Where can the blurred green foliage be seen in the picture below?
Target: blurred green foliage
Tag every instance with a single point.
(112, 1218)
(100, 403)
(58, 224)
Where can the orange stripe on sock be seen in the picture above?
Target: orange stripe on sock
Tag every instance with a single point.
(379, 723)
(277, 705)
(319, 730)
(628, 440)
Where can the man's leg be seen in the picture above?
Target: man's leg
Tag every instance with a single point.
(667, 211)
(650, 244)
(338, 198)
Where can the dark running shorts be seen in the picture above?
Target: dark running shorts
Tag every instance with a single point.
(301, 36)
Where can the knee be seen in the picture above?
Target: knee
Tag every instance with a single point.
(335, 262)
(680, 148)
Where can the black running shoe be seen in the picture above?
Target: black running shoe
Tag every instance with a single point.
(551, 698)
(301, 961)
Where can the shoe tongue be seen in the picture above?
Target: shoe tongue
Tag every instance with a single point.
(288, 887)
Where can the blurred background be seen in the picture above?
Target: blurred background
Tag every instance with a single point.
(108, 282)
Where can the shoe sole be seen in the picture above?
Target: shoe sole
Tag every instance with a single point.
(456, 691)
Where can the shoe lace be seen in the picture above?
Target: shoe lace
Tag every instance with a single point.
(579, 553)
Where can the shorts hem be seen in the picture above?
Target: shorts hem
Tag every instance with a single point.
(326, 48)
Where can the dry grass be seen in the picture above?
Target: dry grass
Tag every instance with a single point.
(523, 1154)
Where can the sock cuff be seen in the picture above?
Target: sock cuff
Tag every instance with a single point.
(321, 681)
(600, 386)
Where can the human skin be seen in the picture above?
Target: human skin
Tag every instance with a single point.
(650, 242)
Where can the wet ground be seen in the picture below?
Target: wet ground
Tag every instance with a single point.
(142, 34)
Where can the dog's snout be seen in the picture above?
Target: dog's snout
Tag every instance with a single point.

--

| Exercise goal |
Scan the listing above for the word "foliage" and copy every line that holds it.

| Response |
Where can the blurred green foliage be seen in the picture below?
Target: blurred green foliage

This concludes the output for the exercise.